» Teks Sumber
-----
Perselisihan Hak Cipta Antara Disney dan Google
Disney, salah satu perusahaan hiburan terbesar di dunia, telah mengirimkan surat resmi kepada Google yang dikenal sebagai surat cease-and-desist. Dalam surat tersebut, Disney menuduh Google melanggar hak cipta dalam skala besar, khususnya melalui penggunaan layanan kecerdasan buatan (AI) seperti model AI Gemini. Menurut Disney, teknologi AI dari Google telah menyalin dan memproses karya-karya berhak cipta tanpa izin, lalu mendistribusikan hasilnya kepada publik.
Menurut laporan, Disney menyebut Google sebagai “mesin penjual otomatis” yang mampu menciptakan kembali karakter-karakter milik Disney. Bahkan, beberapa dari hasil AI ini diberi label Gemini, sehingga tampak seperti disetujui oleh Disney. Hal ini menimbulkan kekhawatiran bahwa karya-karya populer seperti Frozen, The Lion King, Moana, The Little Mermaid, serta waralaba Marvel, Star Wars, dan The Simpsons menjadi korban pelanggaran.
Disney juga memberikan contoh gambar yang diklaim berasal dari sistem AI Google. Pernyataan ini datang setelah sebelumnya Disney mengirimkan surat serupa kepada Meta dan Character.AI, serta menggugat Midjourney dan Minimax karena dugaan pelanggaran hak cipta.
Tanggapan Google
Google merespons tuduhan Disney dengan menegaskan bahwa mereka menggunakan data dari web publik dan menyediakan kontrol tambahan terkait hak cipta dalam ekosistemnya. Termasuk dalam hal ini adalah fitur Google-extended dan YouTube Content ID. Google juga menyatakan bahwa mereka memiliki hubungan yang lama dengan Disney dan akan terus berdialog untuk menyelesaikan masalah ini.
Seorang juru bicara Google mengatakan, “Kami akan terus berkomunikasi dengan Disney.” Pernyataan ini disampaikan pada Jumat (12/12/2025). CEO Disney, Bob Iger, menyatakan bahwa perusahaan telah lama menyampaikan kekhawatiran tentang potensi pelanggaran dalam sistem AI Google. Namun, karena tidak ada kemajuan yang signifikan, Disney akhirnya mengirimkan surat peringatan resmi.
-----
» Soal Latihan
A - Tuliskan kembali dari teks tentang perselisihan hak cipta Disney dan Google seluruh isi mulai dari "Disney juga memberikan" sampai ke "pelanggaran hak cipta.".
B - Tuliskan kelanjutan teks tentang perselisihan hak cipta Disney dan Google, dimulai setelah kalimat terakhirnya.
-----
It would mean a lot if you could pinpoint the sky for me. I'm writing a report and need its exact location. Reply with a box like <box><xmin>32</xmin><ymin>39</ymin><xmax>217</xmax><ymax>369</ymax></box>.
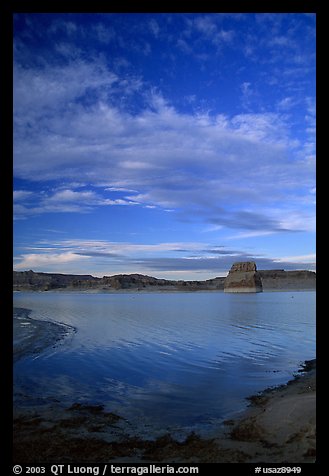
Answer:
<box><xmin>13</xmin><ymin>13</ymin><xmax>316</xmax><ymax>280</ymax></box>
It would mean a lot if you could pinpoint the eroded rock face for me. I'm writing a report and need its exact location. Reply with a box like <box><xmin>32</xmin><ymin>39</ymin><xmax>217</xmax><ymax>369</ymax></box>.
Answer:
<box><xmin>224</xmin><ymin>261</ymin><xmax>263</xmax><ymax>293</ymax></box>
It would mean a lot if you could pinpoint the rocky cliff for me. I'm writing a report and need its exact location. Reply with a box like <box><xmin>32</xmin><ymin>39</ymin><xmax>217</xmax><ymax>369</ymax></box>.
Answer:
<box><xmin>13</xmin><ymin>265</ymin><xmax>316</xmax><ymax>291</ymax></box>
<box><xmin>224</xmin><ymin>261</ymin><xmax>263</xmax><ymax>293</ymax></box>
<box><xmin>13</xmin><ymin>270</ymin><xmax>225</xmax><ymax>291</ymax></box>
<box><xmin>258</xmin><ymin>269</ymin><xmax>316</xmax><ymax>291</ymax></box>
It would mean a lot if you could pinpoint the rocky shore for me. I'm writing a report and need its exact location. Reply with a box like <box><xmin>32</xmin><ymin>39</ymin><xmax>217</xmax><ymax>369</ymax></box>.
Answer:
<box><xmin>13</xmin><ymin>269</ymin><xmax>316</xmax><ymax>292</ymax></box>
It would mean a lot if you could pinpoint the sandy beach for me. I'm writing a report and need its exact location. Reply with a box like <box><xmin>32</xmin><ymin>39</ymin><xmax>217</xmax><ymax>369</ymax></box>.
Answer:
<box><xmin>13</xmin><ymin>324</ymin><xmax>316</xmax><ymax>463</ymax></box>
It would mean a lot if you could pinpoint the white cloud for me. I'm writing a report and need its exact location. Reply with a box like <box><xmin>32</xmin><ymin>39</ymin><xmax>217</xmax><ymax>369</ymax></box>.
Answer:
<box><xmin>14</xmin><ymin>251</ymin><xmax>88</xmax><ymax>270</ymax></box>
<box><xmin>14</xmin><ymin>56</ymin><xmax>314</xmax><ymax>231</ymax></box>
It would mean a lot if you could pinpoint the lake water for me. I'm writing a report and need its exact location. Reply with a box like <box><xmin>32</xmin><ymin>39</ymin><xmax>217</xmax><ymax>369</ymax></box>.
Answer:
<box><xmin>14</xmin><ymin>291</ymin><xmax>315</xmax><ymax>435</ymax></box>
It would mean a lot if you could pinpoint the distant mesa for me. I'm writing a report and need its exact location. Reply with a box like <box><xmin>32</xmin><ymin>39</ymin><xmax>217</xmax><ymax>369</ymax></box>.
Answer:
<box><xmin>224</xmin><ymin>261</ymin><xmax>263</xmax><ymax>293</ymax></box>
<box><xmin>13</xmin><ymin>261</ymin><xmax>316</xmax><ymax>293</ymax></box>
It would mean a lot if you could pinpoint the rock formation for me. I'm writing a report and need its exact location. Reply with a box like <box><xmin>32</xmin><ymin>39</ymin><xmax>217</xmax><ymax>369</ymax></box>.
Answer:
<box><xmin>224</xmin><ymin>261</ymin><xmax>263</xmax><ymax>293</ymax></box>
<box><xmin>13</xmin><ymin>261</ymin><xmax>316</xmax><ymax>292</ymax></box>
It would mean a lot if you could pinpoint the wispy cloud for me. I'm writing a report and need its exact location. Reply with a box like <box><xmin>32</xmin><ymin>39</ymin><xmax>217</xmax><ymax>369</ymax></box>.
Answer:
<box><xmin>14</xmin><ymin>240</ymin><xmax>315</xmax><ymax>279</ymax></box>
<box><xmin>15</xmin><ymin>56</ymin><xmax>314</xmax><ymax>233</ymax></box>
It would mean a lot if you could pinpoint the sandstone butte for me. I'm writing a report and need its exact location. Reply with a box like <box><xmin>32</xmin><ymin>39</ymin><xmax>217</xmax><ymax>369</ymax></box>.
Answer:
<box><xmin>224</xmin><ymin>261</ymin><xmax>263</xmax><ymax>293</ymax></box>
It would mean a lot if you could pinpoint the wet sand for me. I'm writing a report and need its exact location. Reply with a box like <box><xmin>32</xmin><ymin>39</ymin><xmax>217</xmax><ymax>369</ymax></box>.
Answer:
<box><xmin>13</xmin><ymin>310</ymin><xmax>316</xmax><ymax>464</ymax></box>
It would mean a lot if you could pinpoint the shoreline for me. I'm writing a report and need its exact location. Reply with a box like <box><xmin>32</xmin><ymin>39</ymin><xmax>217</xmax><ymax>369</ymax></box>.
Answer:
<box><xmin>13</xmin><ymin>287</ymin><xmax>316</xmax><ymax>294</ymax></box>
<box><xmin>14</xmin><ymin>359</ymin><xmax>316</xmax><ymax>464</ymax></box>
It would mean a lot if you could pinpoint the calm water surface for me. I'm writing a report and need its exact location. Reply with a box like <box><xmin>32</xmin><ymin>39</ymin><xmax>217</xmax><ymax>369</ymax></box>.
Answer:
<box><xmin>14</xmin><ymin>292</ymin><xmax>315</xmax><ymax>434</ymax></box>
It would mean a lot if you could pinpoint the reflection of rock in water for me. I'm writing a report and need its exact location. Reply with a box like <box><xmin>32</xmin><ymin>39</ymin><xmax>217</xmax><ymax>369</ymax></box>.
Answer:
<box><xmin>224</xmin><ymin>261</ymin><xmax>263</xmax><ymax>293</ymax></box>
<box><xmin>13</xmin><ymin>308</ymin><xmax>75</xmax><ymax>362</ymax></box>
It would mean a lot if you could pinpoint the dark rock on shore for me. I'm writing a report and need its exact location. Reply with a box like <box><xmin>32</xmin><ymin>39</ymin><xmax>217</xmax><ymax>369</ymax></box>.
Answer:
<box><xmin>13</xmin><ymin>263</ymin><xmax>316</xmax><ymax>292</ymax></box>
<box><xmin>224</xmin><ymin>261</ymin><xmax>263</xmax><ymax>293</ymax></box>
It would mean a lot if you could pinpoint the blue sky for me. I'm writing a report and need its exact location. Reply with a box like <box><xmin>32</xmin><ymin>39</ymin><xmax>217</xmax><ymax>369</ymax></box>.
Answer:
<box><xmin>14</xmin><ymin>13</ymin><xmax>315</xmax><ymax>279</ymax></box>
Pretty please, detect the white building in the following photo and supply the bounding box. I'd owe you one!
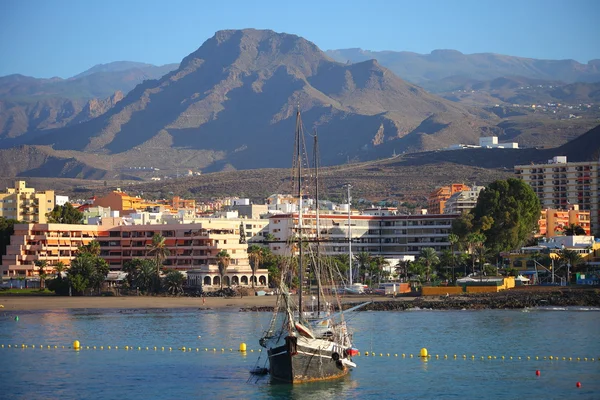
[444,186,485,214]
[269,214,458,258]
[54,195,69,206]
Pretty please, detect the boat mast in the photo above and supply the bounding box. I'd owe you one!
[296,105,304,320]
[346,183,352,286]
[313,129,321,316]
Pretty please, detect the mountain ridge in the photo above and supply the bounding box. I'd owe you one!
[327,48,600,85]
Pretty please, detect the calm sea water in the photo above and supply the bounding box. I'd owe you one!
[0,309,600,400]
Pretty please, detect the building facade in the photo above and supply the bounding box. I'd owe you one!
[538,205,591,238]
[444,186,485,214]
[0,181,55,224]
[427,183,471,214]
[0,219,268,286]
[269,214,458,259]
[515,157,600,232]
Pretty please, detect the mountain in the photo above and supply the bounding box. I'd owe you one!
[327,49,600,92]
[438,76,600,106]
[0,61,177,103]
[0,91,123,141]
[10,29,502,177]
[70,61,171,79]
[0,61,177,139]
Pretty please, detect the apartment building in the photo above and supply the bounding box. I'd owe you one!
[427,183,471,214]
[94,190,158,213]
[269,213,458,258]
[0,181,55,223]
[444,186,485,214]
[515,156,600,232]
[0,219,268,286]
[538,205,591,238]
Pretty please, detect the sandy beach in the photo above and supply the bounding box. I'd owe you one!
[0,296,276,312]
[0,296,398,312]
[0,287,600,313]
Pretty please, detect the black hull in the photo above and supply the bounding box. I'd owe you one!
[268,342,349,383]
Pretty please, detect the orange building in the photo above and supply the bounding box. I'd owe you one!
[94,190,157,213]
[0,219,268,287]
[171,196,196,210]
[538,205,590,238]
[427,183,471,214]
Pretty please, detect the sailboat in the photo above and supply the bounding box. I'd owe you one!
[259,109,360,384]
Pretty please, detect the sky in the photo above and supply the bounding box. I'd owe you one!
[0,0,600,78]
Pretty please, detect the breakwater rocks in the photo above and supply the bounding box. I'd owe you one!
[240,287,600,312]
[344,289,600,311]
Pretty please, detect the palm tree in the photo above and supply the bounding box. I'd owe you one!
[54,261,67,280]
[558,249,582,282]
[35,260,48,289]
[79,240,100,256]
[419,247,440,282]
[372,256,390,284]
[448,233,460,282]
[465,233,486,276]
[147,234,170,279]
[165,271,185,294]
[563,224,586,236]
[354,251,373,283]
[135,262,158,293]
[217,250,231,290]
[248,244,263,289]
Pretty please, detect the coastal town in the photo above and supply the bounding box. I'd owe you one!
[0,152,600,295]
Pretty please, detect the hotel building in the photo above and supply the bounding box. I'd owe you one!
[0,181,54,223]
[427,183,471,214]
[269,212,458,258]
[0,219,268,286]
[515,156,600,232]
[538,205,591,238]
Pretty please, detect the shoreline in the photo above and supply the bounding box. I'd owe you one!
[0,288,600,313]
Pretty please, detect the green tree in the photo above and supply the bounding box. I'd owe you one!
[78,240,100,256]
[354,251,373,283]
[217,250,231,289]
[165,271,185,295]
[123,258,150,288]
[408,259,427,284]
[137,260,159,293]
[69,274,89,294]
[248,244,264,289]
[371,256,390,286]
[448,233,460,283]
[46,203,83,224]
[0,217,19,257]
[563,224,586,236]
[147,234,170,282]
[465,232,486,276]
[34,260,48,289]
[68,252,110,294]
[471,178,541,253]
[419,247,440,282]
[558,249,583,282]
[54,261,67,280]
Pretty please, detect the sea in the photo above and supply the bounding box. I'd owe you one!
[0,308,600,400]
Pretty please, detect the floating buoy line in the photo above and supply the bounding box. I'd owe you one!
[0,340,600,362]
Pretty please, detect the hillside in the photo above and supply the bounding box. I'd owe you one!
[327,49,600,87]
[5,29,501,176]
[0,61,177,139]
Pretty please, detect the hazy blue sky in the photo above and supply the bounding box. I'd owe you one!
[0,0,600,78]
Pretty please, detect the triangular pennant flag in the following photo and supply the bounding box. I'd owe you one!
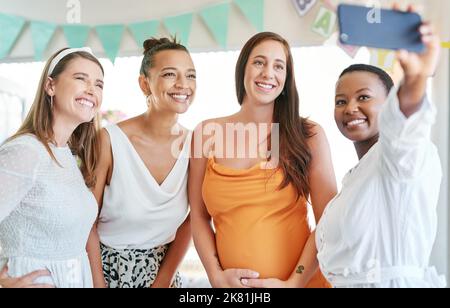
[200,3,230,48]
[234,0,264,32]
[62,25,91,48]
[0,13,25,59]
[95,25,125,63]
[31,21,56,61]
[128,20,159,47]
[164,13,193,45]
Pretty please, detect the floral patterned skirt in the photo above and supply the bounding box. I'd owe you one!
[101,244,182,288]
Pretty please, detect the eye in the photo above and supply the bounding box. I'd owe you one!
[187,74,197,80]
[253,60,264,67]
[275,64,284,71]
[358,95,371,102]
[163,72,176,78]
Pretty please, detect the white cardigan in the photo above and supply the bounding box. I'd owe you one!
[316,89,446,287]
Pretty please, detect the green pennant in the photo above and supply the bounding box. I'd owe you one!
[62,25,91,48]
[200,3,230,48]
[31,21,56,61]
[128,20,159,47]
[234,0,264,32]
[164,13,193,45]
[95,25,125,63]
[0,13,25,60]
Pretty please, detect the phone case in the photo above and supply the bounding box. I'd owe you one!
[338,4,425,53]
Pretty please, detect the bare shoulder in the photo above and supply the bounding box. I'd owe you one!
[117,115,142,135]
[305,119,329,155]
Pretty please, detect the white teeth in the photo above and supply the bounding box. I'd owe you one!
[257,83,274,90]
[347,120,366,126]
[171,94,188,101]
[77,99,94,108]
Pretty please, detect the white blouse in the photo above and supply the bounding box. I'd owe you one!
[98,125,192,250]
[0,135,98,288]
[316,89,446,287]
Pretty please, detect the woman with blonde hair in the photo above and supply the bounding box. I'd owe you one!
[0,48,104,288]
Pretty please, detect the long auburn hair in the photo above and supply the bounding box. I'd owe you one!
[235,32,313,199]
[6,48,104,188]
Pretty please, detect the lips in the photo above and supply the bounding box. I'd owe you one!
[344,118,367,128]
[75,97,95,109]
[255,81,277,91]
[169,93,191,103]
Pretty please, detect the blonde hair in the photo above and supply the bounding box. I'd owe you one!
[6,48,104,188]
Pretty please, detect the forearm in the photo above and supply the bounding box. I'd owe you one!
[289,231,319,288]
[192,213,223,286]
[86,225,106,288]
[153,217,192,288]
[398,76,428,118]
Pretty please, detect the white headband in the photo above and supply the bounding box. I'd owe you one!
[47,47,95,76]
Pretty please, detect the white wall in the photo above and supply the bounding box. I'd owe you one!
[0,0,428,61]
[430,0,450,282]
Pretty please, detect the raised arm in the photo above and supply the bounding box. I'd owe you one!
[86,129,113,288]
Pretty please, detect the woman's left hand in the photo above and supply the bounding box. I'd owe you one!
[241,278,296,289]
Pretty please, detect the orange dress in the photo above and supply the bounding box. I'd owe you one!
[202,158,330,287]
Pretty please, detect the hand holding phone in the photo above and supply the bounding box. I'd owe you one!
[338,4,425,53]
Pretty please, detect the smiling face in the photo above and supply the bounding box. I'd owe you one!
[334,71,387,142]
[140,50,197,114]
[47,57,103,126]
[244,40,287,104]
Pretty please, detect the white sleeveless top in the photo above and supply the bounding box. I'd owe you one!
[98,125,192,249]
[0,135,98,288]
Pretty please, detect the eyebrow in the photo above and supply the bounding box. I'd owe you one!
[161,67,197,73]
[336,88,372,97]
[73,73,104,84]
[255,55,286,65]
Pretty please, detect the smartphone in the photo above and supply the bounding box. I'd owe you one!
[338,4,425,53]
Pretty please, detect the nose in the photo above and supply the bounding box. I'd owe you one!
[86,81,95,95]
[175,76,189,89]
[345,99,359,114]
[262,65,274,80]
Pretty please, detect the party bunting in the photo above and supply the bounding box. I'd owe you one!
[292,0,317,17]
[95,25,125,63]
[0,13,25,59]
[62,24,91,48]
[128,20,159,47]
[234,0,264,32]
[31,21,57,61]
[164,13,194,45]
[200,3,230,48]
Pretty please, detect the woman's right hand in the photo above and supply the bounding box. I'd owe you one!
[211,269,259,288]
[0,266,55,289]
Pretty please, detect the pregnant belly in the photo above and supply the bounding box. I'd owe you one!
[216,224,310,280]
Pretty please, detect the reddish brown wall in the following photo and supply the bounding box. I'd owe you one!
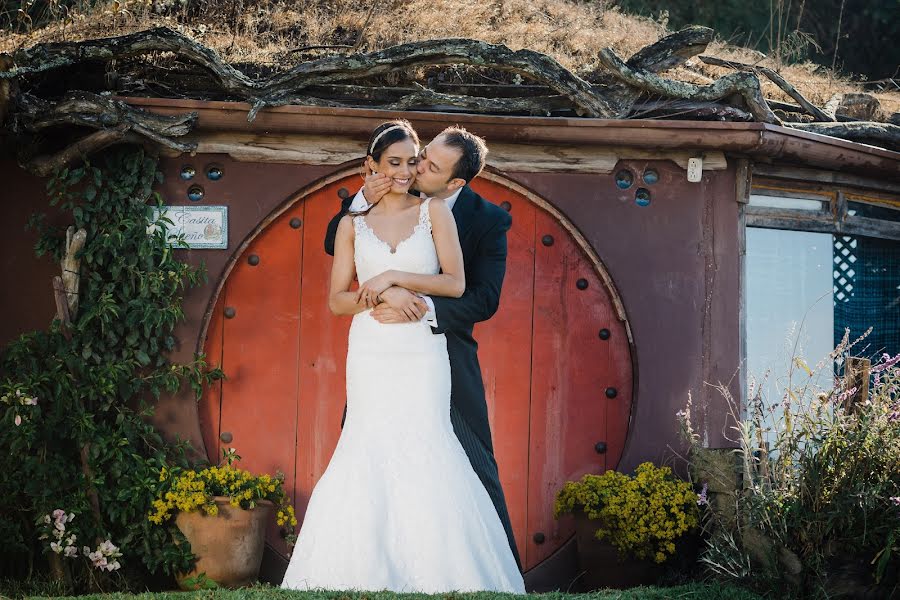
[0,155,740,470]
[510,161,740,470]
[0,160,65,347]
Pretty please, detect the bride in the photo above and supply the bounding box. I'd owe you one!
[282,121,525,593]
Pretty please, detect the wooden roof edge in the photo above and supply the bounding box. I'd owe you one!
[125,97,900,180]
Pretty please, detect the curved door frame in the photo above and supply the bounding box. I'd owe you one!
[196,161,638,360]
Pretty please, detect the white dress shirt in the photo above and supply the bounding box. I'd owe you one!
[350,188,462,327]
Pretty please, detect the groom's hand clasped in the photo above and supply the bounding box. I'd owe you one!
[363,173,394,204]
[372,286,428,323]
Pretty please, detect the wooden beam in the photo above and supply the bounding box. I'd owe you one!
[753,162,900,194]
[179,132,728,174]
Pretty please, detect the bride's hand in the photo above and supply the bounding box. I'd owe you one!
[363,173,394,204]
[356,271,394,308]
[376,286,428,322]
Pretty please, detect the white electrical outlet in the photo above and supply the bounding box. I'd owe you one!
[688,157,703,183]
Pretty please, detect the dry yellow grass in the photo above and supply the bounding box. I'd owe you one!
[0,0,900,114]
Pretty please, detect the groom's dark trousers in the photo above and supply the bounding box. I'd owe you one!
[325,186,522,570]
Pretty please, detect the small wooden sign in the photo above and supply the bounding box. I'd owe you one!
[153,206,228,250]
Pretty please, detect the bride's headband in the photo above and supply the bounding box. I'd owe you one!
[369,125,406,154]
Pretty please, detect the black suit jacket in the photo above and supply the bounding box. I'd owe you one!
[325,186,512,450]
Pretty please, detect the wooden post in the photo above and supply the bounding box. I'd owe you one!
[53,275,72,340]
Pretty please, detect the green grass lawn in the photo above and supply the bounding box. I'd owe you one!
[10,583,762,600]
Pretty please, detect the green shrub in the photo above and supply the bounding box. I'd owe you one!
[0,148,222,590]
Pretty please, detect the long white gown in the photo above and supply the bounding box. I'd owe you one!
[281,200,525,593]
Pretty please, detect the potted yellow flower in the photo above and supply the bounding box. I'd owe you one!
[148,448,297,589]
[554,462,700,589]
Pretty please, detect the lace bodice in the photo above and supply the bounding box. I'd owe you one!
[353,198,441,282]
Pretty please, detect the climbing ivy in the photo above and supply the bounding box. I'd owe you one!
[0,146,223,591]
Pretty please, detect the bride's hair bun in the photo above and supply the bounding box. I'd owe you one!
[366,119,419,162]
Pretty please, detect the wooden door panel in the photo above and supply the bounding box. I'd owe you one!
[221,205,303,551]
[294,184,359,520]
[200,175,633,569]
[526,211,609,568]
[474,180,535,561]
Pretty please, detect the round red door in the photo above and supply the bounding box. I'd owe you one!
[200,174,633,570]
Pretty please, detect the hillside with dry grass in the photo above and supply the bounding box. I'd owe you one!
[0,0,900,115]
-----
» Jawaban yang Diharapkan
A -
Disney juga memberikan contoh gambar yang diklaim berasal dari sistem AI Google. Pernyataan ini datang setelah sebelumnya Disney mengirimkan surat serupa kepada Meta dan Character.AI, serta menggugat Midjourney dan Minimax karena dugaan pelanggaran hak cipta.

B -
Permintaan Disney
Disney menuntut Google untuk segera menghentikan penggunaan karakter-karakter berhak cipta dalam output AI. Selain itu, perusahaan juga meminta Google menerapkan langkah teknis agar pelanggaran ini tidak terulang lagi. Ini menunjukkan bahwa perselisihan antara Disney dan Google tidak hanya tentang isu hukum, tetapi juga tentang bagaimana AI dapat digunakan secara etis dan bertanggung jawab.
Masa Depan Kecerdasan Buatan dan Hak Cipta
Masalah ini menjadi semakin penting seiring berkembangnya teknologi AI. Banyak perusahaan teknologi dan konten mulai menghadapi tantangan dalam menjaga keseimbangan antara inovasi dan perlindungan hak cipta. Kasus Disney dan Google mungkin menjadi contoh awal dari banyak perselisihan serupa di masa depan.
Dengan semakin banyaknya penggunaan AI dalam berbagai industri, penting bagi perusahaan untuk memastikan bahwa penggunaan data dan karya seni dilakukan dengan benar dan adil. Tidak hanya untuk menjaga reputasi, tetapi juga untuk membangun kepercayaan publik terhadap teknologi yang semakin mengubah dunia.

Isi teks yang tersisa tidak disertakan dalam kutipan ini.